## What to work on
Return the passage of the essay on technological change from "For the most" up to and including "60 years ago.", copied word for word.

By Jim Dewald, author of “Achieving Longevity: How Great Firms Prosper Through Entrepreneurial Thinking“
Do you feel like things are changing faster than what you can keep up with? Do you feel the world is changing more quickly than ever in history?
When I ask these questions to audiences, they enthusiastically agree that change is all around us and that it is a fulltime job just to keep up. We often romanticize about the 20th Century and the first part of the 21st Century as being an era of change. But was it really? I want to challenge that notion.
For the most part, the 20th Century was about what Jim Collins calls the “flywheel”. We actually spent the better part of the last century, and the first part of this century, improving efficiency of known products so as to protect the way we lived about 60 years ago.
When my grandfather’s family moved from Kansas to Canada in the very early 20th Century, it was a harrowing trip by train in a boxcar shared between family and farm animals. A fire kept the family and animals from freezing to death, and food was stored and provided by the most primitive means. Toilets – forget about it. The family travelled next by horse-drawn carriage to homesteaded land where they lived in a shed until they were able to build a home from scratch. Every day was a question of survival.
In just one generation, when my Dad moved – or when I moved, or my children moved – it was essentially the same program — moving vans with professional movers that we followed travelling in our private automobile or commercial plane. For about 70 years, most of us have lived in a modern home with central heating, wired electrical service, private wired telephone service, and municipal services like roads and central water and sewer systems,
During my grandfather’s life, he went from not knowing what a motorized vehicle is to seeing Boeing 737 jets flying in the sky, and people on the moon. During my entire life, we travel mostly by private automobile at roughly the same speed on largely the same roads, fly by commercial plane, live in houses that are fully serviced, shop at the supermarket, communicate by telephone, etc. The difference is that my grandfather witnessed what I will describe as general purpose technology paradigm change in his lifetime, whereas I, and probably you, have not. Think about that as a contrast in change. It is profound and humbling.
We are living in what economists refer to as Industrial Revolution 2 (IR2), which was launched by the almost simultaneous invention of three of the most impactful general purpose technologies of all time: the light bulb, the telephone, and the internal combustion engine. All three were invented in the mid to late 1870’s, and through the exploitation of complementary innovations, they combined to radically change the way of life for humans over a relatively short period of time between the early and mid-20th Century.
The light bulb was the catalyst for the democratization and exploitation of the distribution of electricity. The telephone likewise was the catalyst for telephone cable wiring to home and businesses, which ultimately has had a profound influence on communications through cables connected to all homes and businesses. The internal combustion engine radically changed human mobility. Each of these inventions led to significant innovation, democratization, and exploitation stages.

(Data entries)
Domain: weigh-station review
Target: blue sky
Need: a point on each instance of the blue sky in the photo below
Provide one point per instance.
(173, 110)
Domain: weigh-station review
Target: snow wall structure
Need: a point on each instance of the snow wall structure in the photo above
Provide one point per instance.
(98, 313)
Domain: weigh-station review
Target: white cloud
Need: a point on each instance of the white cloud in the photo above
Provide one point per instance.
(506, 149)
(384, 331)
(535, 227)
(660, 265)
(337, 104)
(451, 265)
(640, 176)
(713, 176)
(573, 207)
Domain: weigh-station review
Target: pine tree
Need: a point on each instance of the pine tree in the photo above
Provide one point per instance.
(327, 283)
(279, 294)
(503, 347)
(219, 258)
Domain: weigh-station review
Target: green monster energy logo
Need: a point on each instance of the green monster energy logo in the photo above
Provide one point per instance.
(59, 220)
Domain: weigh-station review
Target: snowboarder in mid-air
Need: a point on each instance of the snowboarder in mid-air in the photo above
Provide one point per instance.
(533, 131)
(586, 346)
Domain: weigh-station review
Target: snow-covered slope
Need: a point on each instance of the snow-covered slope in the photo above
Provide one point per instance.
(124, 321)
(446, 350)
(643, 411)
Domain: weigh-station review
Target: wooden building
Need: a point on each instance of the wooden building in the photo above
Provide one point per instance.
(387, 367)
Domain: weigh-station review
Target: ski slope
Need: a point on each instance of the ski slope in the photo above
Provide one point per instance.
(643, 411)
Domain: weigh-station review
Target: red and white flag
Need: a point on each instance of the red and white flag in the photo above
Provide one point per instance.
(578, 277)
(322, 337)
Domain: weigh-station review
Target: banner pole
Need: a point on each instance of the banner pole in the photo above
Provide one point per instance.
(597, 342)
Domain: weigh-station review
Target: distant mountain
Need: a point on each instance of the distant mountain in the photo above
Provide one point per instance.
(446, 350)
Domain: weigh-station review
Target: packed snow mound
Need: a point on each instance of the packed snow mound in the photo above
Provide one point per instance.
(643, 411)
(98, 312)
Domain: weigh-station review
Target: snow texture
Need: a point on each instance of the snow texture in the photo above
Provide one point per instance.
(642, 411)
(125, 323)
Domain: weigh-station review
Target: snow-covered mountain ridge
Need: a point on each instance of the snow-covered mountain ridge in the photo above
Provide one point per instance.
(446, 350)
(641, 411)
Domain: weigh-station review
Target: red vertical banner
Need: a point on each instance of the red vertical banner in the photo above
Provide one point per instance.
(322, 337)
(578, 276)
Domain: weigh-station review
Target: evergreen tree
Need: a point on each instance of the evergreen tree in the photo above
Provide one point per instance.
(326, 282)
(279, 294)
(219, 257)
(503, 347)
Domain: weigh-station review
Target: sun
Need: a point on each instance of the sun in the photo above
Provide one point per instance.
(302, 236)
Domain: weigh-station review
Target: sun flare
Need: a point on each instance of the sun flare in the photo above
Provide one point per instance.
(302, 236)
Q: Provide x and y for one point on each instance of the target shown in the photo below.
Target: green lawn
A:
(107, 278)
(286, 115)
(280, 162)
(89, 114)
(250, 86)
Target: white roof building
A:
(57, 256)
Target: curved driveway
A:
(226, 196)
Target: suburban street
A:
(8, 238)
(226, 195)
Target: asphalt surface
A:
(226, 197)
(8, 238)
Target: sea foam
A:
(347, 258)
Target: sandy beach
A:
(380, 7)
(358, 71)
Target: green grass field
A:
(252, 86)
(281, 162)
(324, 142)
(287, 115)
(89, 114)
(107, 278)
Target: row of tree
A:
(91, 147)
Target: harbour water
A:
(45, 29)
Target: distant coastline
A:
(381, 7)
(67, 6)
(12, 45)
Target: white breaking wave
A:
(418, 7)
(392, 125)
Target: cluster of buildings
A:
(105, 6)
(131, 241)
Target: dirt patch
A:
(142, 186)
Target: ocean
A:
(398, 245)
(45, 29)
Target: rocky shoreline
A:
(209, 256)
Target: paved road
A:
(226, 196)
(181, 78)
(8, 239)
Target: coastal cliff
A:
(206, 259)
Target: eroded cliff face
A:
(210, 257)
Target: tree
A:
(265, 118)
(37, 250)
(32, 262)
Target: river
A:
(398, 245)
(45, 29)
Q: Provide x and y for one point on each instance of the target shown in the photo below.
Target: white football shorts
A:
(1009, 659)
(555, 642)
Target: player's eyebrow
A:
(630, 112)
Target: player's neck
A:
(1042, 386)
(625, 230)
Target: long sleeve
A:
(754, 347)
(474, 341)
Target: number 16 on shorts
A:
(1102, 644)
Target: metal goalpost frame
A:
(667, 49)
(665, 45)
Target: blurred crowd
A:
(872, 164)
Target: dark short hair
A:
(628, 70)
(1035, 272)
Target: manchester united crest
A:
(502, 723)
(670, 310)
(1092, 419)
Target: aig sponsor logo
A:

## Result of this exercise
For the most part, the 20th Century was about what Jim Collins calls the “flywheel”. We actually spent the better part of the last century, and the first part of this century, improving efficiency of known products so as to protect the way we lived about 60 years ago.